[Texte source]
☆ ☆ ☆ ☆ ☆ ☆ ☆

Pour l'autre tripot, qui a condamné l'Ingénu à ne plus paraître, je ne vous en parle point; mais quand je dis qu'il y a des Welches dans le monde, vous m'avouerez que j'ai raison.

Mille tendres respects à la convalescente.

XII.

A M. DAMILAVILLE.

28 septembre.

Je reçois, mon cher ami, votre lettre du 21. Je vous assure que vous m'aviez donné bien des inquiétudes. Prenez bien des fondans, et vivez pour l'intérêt de la raison et de la vérité.

Vous ne me disiez pas que monsieur et madame de Beaumont avaient gagné pleinement leur cause. Il est juste, après tout, que le défenseur des Calas et des Sirven prospère. Je me flatte que le procès des Sirven sera rapporté.

J'ai lu les pièces relatives. Les Riballier et les Cogé devraient mourir de honte, s'ils n'avaient pas toute honte bue.

Je ne sais qui m'a envoyé le Tableau philosophique du genre humain, depuis le commencement du monde jusqu'à Constantin. Je crois en deviner l'auteur; mais je me donnerai bien de garde de le nommer jamais. Je suis fàché de voir qu'un homme si respectueux envers la Divinité, et qui étale partout des sentimens si vertueux et si honnêtes, attaque si cruellement les mystères sacrés de la religion chrétienne. Mais il est à craindre que les

Riballier et les Cogé ne lui fassent plus de tort par leur conduite infame et par toutes leurs calomnies, qu'elle ne peut recevoir d'atteintes des Bolingbroke, des Woolston, des Spinosa, des Boulainvilliers, des Maillet, des Meslier, des Fréret, des Boulanger, des La Méttrie, etc. etc. etc.

Je présume que vous avez reçu actuellement le brimborion que je vous ai envoyé pour l'enchanteur Merlin. Je lui donne cette pièce que j'ai brochée en cinq jours*, à condition qu'il n'aura nul privilége. Je n'ai pas osé faire paraître Henri IV dans la pièce; elle n'en a pas moins fait plaisir à tous nos officiers et à tout notre petit pays, à qui la mémoire de Henri IV est si chère. Songez à votre santé; la mienne est déplorable.

☆ ☆ ☆ ☆ ☆ ☆ ☆

[Données brutes]
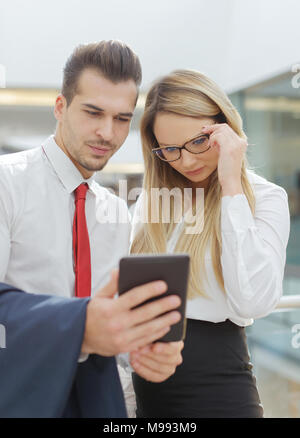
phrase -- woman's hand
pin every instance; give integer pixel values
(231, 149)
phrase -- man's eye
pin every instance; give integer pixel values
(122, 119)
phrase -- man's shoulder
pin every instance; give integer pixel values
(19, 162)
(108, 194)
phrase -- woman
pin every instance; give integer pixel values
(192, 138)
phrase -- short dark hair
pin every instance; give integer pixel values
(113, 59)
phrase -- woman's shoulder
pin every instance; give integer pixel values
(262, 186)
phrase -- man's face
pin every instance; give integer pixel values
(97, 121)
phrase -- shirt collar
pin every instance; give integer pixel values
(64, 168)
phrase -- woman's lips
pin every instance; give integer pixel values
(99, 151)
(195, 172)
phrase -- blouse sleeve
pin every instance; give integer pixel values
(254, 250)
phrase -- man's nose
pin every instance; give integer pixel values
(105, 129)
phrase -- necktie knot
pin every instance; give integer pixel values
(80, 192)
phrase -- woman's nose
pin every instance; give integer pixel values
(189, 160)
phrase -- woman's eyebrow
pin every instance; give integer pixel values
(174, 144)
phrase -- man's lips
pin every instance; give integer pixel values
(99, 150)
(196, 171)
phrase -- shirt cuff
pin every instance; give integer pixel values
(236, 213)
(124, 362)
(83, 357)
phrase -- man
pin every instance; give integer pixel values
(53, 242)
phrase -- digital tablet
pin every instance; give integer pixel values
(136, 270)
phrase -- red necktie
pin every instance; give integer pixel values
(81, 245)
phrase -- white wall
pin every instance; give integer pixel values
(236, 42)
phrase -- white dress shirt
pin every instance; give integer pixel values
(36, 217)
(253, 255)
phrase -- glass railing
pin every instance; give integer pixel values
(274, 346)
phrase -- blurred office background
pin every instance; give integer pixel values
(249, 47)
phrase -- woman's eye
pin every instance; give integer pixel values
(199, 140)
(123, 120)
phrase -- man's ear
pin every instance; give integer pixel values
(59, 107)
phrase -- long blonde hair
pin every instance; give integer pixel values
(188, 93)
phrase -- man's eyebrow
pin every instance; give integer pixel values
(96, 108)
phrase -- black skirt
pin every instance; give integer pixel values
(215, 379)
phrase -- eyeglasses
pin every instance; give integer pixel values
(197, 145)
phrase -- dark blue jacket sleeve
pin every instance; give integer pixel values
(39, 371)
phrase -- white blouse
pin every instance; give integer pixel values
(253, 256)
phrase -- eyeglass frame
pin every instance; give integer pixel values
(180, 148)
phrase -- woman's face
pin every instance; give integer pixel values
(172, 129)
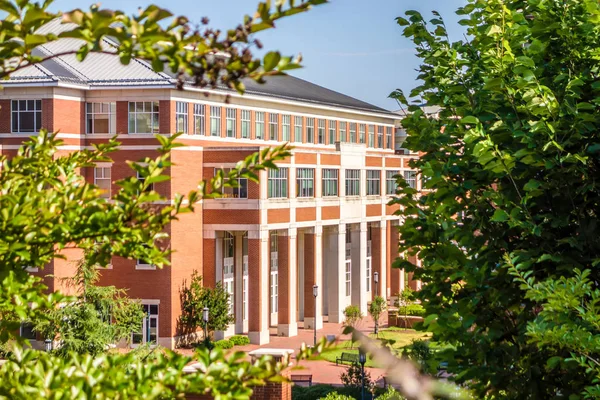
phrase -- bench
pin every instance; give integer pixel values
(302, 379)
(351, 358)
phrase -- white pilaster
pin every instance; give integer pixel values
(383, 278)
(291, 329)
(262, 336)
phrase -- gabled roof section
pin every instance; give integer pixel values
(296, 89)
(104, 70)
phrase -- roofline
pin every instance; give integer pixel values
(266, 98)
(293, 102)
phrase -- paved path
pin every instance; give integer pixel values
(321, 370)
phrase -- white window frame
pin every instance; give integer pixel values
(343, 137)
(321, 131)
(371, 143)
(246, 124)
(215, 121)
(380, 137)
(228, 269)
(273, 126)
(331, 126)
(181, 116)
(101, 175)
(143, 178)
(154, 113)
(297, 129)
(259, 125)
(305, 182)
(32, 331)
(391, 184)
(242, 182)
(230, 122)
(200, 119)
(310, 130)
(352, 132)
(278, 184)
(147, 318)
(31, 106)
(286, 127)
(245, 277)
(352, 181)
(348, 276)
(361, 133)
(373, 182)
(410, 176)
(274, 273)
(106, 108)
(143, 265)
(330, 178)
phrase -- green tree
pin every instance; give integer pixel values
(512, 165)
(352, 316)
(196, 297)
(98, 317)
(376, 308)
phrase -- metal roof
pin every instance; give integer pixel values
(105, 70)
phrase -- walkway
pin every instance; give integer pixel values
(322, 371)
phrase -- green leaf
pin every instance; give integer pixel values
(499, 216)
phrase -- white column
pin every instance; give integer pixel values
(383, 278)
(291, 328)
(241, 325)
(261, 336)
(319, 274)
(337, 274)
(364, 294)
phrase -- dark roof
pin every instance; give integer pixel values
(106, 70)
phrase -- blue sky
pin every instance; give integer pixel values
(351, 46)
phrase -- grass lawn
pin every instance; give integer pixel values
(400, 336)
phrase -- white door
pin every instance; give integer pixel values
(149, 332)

☆ ☆ ☆ ☆ ☆ ☆ ☆

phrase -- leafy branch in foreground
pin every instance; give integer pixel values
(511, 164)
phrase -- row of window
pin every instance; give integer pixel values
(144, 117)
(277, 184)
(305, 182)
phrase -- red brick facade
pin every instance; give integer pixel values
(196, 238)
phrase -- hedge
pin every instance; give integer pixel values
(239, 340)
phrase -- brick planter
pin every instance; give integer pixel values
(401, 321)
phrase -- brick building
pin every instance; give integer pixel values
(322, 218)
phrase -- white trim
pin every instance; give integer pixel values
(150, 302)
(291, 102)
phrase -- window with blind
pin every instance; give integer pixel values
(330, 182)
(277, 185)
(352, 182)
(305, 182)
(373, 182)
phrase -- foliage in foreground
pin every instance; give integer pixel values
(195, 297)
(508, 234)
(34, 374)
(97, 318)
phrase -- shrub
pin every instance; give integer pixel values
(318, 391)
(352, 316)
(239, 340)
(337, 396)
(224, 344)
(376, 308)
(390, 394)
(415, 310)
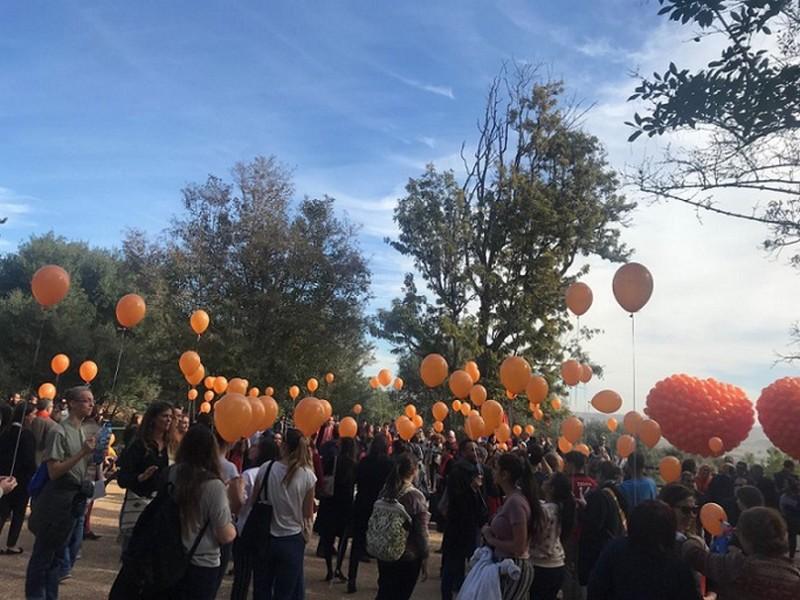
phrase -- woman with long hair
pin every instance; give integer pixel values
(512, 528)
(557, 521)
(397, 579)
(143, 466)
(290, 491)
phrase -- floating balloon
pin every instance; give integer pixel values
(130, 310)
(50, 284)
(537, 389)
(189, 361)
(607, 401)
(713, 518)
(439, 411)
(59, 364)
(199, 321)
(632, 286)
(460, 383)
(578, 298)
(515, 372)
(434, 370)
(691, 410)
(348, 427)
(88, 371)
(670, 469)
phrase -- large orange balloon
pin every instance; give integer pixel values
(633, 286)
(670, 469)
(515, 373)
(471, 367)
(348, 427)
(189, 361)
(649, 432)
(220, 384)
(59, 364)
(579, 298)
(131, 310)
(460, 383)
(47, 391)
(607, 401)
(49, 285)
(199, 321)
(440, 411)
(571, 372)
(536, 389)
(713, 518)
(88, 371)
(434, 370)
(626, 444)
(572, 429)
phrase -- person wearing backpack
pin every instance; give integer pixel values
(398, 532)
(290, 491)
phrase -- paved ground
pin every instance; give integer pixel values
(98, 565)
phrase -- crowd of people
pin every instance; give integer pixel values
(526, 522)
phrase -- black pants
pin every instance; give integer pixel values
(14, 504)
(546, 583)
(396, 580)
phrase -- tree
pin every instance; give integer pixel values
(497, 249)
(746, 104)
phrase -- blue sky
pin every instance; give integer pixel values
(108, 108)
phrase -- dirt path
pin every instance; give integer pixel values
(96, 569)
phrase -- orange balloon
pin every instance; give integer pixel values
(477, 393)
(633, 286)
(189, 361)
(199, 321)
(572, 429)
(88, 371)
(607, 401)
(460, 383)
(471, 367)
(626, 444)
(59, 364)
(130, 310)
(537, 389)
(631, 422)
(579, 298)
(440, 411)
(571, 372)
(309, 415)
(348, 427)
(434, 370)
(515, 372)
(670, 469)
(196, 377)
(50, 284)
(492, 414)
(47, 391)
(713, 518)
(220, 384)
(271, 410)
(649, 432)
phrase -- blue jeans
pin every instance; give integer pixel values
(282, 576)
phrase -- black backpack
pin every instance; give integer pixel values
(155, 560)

☆ ☆ ☆ ☆ ☆ ☆ ☆

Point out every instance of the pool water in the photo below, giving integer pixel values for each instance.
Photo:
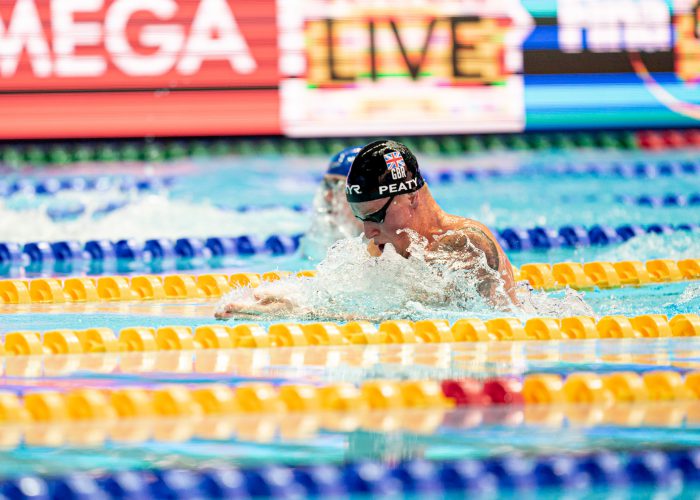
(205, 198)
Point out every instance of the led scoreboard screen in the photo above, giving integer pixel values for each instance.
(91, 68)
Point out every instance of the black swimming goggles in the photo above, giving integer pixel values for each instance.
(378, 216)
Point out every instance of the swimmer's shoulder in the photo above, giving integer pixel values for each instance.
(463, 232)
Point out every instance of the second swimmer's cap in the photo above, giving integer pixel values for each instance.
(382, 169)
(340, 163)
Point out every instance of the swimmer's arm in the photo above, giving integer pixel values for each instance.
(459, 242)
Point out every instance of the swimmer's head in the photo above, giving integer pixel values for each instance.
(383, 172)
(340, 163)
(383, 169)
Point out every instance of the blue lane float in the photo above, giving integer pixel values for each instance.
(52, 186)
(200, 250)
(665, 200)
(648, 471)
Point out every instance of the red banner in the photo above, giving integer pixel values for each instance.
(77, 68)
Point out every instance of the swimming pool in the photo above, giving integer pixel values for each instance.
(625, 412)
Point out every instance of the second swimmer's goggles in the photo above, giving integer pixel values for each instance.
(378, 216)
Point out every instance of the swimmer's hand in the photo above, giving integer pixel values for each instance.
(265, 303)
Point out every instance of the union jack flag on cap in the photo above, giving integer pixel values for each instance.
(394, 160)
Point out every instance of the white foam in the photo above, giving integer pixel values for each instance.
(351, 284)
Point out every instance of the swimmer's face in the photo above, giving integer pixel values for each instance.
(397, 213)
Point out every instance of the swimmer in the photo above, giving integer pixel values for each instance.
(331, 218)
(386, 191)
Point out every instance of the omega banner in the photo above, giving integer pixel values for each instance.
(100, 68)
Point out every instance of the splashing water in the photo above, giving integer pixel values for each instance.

☆ ☆ ☆ ☆ ☆ ☆ ☆

[Liste des tâches]
**a)** Recopiez, s'il vous plaît, le passage du texte qui s'ouvre sur les mots contenant « Pour l'autre tripot, qui » et se termine par « A M. DAMILAVILLE. ».
**b)** Indiquez combien de lignes des enregistrements contiennent le mot « white », en respectant la casse. Donnez uniquement ce nombre.
Les enregistrements n'ont aucun lien avec le texte.

[Corrigé des exercices]
**a)**
Pour l'autre tripot, qui a condamné l'Ingénu à ne plus paraître, je ne vous en parle point; mais quand je dis qu'il y a des Welches dans le monde, vous m'avouerez que j'ai raison.

Mille tendres respects à la convalescente.

XII.

A M. DAMILAVILLE.

**b)** 9